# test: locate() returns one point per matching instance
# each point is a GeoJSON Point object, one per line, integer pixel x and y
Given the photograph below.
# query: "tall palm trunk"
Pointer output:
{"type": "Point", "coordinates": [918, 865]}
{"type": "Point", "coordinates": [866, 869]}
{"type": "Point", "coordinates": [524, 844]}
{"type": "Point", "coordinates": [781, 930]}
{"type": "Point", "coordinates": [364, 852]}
...
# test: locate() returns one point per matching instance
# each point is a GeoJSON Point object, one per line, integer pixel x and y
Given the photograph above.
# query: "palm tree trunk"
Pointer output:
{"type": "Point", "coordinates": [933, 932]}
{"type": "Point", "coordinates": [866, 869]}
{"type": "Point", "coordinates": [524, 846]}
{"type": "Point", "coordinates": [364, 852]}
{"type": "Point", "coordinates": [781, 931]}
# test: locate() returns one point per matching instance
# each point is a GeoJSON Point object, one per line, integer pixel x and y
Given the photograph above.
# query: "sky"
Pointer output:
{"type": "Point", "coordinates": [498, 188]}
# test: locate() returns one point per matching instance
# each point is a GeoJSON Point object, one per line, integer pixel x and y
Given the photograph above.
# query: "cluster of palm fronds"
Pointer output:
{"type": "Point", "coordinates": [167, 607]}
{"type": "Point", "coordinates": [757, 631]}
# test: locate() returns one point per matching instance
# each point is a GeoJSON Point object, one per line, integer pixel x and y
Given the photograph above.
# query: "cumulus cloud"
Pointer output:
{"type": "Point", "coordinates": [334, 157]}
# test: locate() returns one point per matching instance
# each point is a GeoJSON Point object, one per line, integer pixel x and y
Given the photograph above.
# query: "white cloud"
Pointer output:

▸ To do:
How many lines in the data above contain the word "cloud"? Reply with the number alone.

▸ Correct output:
2